Exercise task:
Gather every line below that contains the word "bucket", and copy each such line in full.

Dataset records:

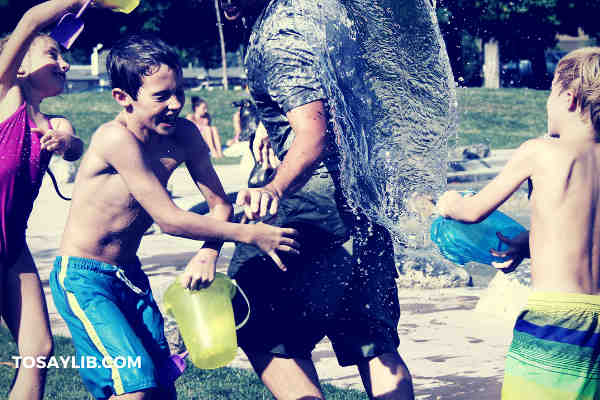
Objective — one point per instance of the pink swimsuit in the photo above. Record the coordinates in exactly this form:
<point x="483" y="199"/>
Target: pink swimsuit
<point x="22" y="167"/>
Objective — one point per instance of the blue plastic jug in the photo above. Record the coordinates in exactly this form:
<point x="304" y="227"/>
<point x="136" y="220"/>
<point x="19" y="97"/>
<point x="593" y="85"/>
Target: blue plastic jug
<point x="460" y="242"/>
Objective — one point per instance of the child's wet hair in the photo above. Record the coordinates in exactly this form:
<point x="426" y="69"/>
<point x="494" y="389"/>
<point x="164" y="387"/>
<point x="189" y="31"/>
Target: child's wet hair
<point x="196" y="101"/>
<point x="136" y="56"/>
<point x="579" y="71"/>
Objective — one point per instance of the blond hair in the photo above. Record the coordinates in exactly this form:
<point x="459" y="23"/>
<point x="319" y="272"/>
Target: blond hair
<point x="579" y="71"/>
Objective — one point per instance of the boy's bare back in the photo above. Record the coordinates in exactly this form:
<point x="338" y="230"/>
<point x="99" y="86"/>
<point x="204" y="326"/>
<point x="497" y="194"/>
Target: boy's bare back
<point x="565" y="216"/>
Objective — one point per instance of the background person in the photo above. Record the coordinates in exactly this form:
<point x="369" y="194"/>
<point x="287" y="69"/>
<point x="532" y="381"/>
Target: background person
<point x="210" y="133"/>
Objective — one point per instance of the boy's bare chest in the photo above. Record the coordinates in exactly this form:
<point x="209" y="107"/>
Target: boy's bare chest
<point x="163" y="158"/>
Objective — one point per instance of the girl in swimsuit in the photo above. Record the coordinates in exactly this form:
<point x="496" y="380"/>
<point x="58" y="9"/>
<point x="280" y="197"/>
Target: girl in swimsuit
<point x="31" y="69"/>
<point x="201" y="118"/>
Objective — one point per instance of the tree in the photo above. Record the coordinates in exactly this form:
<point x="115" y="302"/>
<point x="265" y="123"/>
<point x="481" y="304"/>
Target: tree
<point x="222" y="42"/>
<point x="524" y="29"/>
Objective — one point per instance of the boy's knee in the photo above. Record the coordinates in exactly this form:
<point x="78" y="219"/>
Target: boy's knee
<point x="42" y="348"/>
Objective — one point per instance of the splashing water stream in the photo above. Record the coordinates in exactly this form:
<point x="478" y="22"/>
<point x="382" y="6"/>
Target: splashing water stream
<point x="393" y="106"/>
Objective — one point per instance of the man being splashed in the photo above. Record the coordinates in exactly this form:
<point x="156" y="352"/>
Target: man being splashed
<point x="352" y="300"/>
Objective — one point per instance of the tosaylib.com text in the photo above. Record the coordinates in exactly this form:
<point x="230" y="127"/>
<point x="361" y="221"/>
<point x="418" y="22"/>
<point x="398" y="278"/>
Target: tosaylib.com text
<point x="76" y="362"/>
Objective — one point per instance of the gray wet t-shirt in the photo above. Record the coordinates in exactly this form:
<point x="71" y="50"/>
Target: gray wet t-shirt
<point x="284" y="61"/>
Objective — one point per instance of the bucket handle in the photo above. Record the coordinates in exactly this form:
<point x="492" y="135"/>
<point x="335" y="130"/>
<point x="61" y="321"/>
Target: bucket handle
<point x="238" y="326"/>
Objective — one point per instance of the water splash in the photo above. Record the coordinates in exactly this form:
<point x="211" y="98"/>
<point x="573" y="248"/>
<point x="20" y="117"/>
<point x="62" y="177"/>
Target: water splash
<point x="393" y="105"/>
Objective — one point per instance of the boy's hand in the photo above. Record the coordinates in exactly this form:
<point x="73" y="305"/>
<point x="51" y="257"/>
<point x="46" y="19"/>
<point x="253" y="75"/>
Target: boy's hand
<point x="53" y="140"/>
<point x="517" y="251"/>
<point x="447" y="201"/>
<point x="258" y="201"/>
<point x="269" y="238"/>
<point x="200" y="271"/>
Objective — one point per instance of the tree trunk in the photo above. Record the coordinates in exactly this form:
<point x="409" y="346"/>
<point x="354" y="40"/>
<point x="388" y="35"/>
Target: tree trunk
<point x="222" y="42"/>
<point x="541" y="78"/>
<point x="491" y="65"/>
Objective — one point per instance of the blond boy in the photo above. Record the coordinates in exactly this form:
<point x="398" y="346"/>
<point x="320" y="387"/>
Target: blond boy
<point x="555" y="349"/>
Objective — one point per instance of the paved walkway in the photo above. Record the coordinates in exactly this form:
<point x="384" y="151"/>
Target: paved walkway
<point x="452" y="351"/>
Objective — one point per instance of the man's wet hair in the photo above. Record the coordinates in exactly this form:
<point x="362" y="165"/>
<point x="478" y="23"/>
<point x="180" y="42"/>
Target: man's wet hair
<point x="135" y="56"/>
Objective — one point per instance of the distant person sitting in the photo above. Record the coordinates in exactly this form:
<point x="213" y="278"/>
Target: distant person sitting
<point x="201" y="118"/>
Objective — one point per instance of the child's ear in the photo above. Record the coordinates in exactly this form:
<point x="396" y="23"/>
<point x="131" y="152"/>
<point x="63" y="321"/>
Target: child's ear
<point x="122" y="97"/>
<point x="573" y="101"/>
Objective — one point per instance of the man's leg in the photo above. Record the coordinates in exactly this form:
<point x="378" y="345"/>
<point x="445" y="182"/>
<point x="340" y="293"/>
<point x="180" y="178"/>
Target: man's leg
<point x="216" y="141"/>
<point x="287" y="378"/>
<point x="386" y="377"/>
<point x="26" y="315"/>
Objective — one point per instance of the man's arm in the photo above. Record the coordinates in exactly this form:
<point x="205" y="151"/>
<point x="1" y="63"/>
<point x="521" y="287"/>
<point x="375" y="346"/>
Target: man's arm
<point x="310" y="127"/>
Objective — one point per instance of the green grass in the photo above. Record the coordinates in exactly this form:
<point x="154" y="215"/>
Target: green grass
<point x="219" y="384"/>
<point x="502" y="118"/>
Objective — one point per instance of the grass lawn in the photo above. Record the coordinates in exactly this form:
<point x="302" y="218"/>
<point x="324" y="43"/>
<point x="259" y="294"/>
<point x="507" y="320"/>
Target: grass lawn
<point x="219" y="384"/>
<point x="503" y="118"/>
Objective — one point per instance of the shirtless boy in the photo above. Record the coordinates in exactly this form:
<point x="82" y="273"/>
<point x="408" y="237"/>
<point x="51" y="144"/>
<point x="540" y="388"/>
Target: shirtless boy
<point x="97" y="281"/>
<point x="554" y="352"/>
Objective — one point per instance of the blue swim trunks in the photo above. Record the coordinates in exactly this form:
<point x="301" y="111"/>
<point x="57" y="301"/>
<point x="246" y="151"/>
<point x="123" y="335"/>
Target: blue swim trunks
<point x="113" y="318"/>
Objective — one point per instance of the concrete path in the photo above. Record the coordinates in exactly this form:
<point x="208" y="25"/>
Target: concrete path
<point x="452" y="351"/>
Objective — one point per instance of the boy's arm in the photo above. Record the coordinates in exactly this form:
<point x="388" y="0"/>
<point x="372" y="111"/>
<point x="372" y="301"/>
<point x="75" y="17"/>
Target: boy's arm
<point x="478" y="207"/>
<point x="121" y="150"/>
<point x="200" y="270"/>
<point x="60" y="139"/>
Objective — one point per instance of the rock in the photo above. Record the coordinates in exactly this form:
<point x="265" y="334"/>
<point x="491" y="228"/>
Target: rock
<point x="430" y="271"/>
<point x="473" y="151"/>
<point x="64" y="171"/>
<point x="507" y="294"/>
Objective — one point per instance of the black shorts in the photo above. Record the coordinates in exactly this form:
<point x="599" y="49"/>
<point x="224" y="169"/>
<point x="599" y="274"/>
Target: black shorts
<point x="352" y="299"/>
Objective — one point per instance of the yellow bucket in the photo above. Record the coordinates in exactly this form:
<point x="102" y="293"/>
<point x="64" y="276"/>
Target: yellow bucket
<point x="205" y="320"/>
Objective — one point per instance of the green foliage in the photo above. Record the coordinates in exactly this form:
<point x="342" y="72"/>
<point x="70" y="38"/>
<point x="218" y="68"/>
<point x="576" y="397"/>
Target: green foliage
<point x="503" y="117"/>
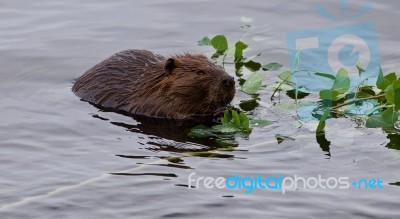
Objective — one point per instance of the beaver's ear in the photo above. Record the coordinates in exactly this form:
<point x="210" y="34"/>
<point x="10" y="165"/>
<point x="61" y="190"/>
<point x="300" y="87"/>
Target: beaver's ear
<point x="169" y="66"/>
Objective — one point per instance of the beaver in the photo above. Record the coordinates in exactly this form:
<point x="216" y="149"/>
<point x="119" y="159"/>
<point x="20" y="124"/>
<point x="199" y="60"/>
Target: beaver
<point x="139" y="82"/>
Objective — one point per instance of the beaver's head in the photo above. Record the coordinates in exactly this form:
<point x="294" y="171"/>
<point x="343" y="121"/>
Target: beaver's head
<point x="198" y="83"/>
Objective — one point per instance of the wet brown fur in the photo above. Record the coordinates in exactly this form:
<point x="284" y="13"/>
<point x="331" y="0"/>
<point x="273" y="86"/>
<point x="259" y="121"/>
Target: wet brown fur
<point x="141" y="82"/>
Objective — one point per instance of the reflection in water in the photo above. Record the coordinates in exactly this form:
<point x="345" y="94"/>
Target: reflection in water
<point x="324" y="144"/>
<point x="394" y="141"/>
<point x="171" y="136"/>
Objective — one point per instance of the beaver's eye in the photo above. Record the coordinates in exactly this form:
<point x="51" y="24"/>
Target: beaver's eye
<point x="200" y="72"/>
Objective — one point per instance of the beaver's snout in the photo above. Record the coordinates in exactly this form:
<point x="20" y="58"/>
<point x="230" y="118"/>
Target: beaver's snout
<point x="228" y="82"/>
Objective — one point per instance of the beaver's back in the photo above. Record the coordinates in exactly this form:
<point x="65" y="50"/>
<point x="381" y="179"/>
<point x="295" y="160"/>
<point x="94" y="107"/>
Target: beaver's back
<point x="113" y="81"/>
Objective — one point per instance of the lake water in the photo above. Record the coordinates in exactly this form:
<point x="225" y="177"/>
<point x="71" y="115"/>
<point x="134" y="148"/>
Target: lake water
<point x="63" y="158"/>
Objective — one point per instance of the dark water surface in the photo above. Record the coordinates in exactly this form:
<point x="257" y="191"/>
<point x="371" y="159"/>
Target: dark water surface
<point x="57" y="152"/>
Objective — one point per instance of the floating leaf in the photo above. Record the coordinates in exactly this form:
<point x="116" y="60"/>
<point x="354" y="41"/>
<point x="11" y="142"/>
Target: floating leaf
<point x="322" y="122"/>
<point x="248" y="105"/>
<point x="360" y="68"/>
<point x="380" y="82"/>
<point x="227" y="117"/>
<point x="397" y="98"/>
<point x="326" y="75"/>
<point x="272" y="66"/>
<point x="342" y="82"/>
<point x="376" y="121"/>
<point x="385" y="81"/>
<point x="280" y="86"/>
<point x="220" y="43"/>
<point x="251" y="57"/>
<point x="253" y="84"/>
<point x="204" y="42"/>
<point x="281" y="138"/>
<point x="200" y="131"/>
<point x="244" y="121"/>
<point x="290" y="106"/>
<point x="246" y="19"/>
<point x="328" y="94"/>
<point x="365" y="92"/>
<point x="300" y="94"/>
<point x="236" y="119"/>
<point x="389" y="94"/>
<point x="285" y="76"/>
<point x="260" y="123"/>
<point x="252" y="66"/>
<point x="239" y="47"/>
<point x="390" y="116"/>
<point x="230" y="128"/>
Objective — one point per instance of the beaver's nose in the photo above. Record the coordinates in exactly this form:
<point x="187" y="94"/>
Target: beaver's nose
<point x="228" y="83"/>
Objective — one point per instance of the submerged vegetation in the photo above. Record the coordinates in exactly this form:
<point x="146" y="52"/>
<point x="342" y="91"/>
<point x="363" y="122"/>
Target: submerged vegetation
<point x="376" y="104"/>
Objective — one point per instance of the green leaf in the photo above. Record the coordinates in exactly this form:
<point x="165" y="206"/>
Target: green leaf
<point x="260" y="123"/>
<point x="389" y="94"/>
<point x="342" y="82"/>
<point x="248" y="105"/>
<point x="397" y="98"/>
<point x="272" y="66"/>
<point x="281" y="86"/>
<point x="200" y="131"/>
<point x="396" y="94"/>
<point x="219" y="43"/>
<point x="236" y="118"/>
<point x="371" y="111"/>
<point x="281" y="138"/>
<point x="376" y="121"/>
<point x="227" y="117"/>
<point x="290" y="106"/>
<point x="239" y="47"/>
<point x="384" y="81"/>
<point x="390" y="78"/>
<point x="380" y="82"/>
<point x="204" y="42"/>
<point x="244" y="120"/>
<point x="328" y="94"/>
<point x="322" y="122"/>
<point x="390" y="116"/>
<point x="251" y="58"/>
<point x="252" y="66"/>
<point x="326" y="75"/>
<point x="365" y="92"/>
<point x="230" y="128"/>
<point x="360" y="68"/>
<point x="253" y="84"/>
<point x="301" y="94"/>
<point x="285" y="76"/>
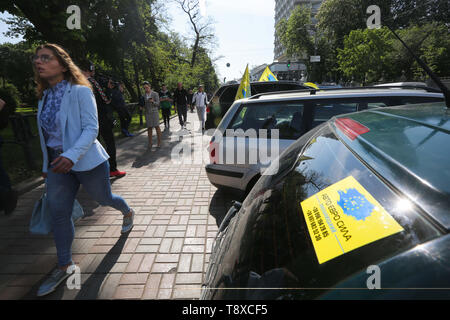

Solved problem:
Objective — one point per instance of the bucket handle in the photo above. Record the coordinates in exactly this form:
Target: bucket handle
Objective — one point per instance of the yellow bucket in the photo above. Record the coordinates in exactly this form:
Target: yellow bucket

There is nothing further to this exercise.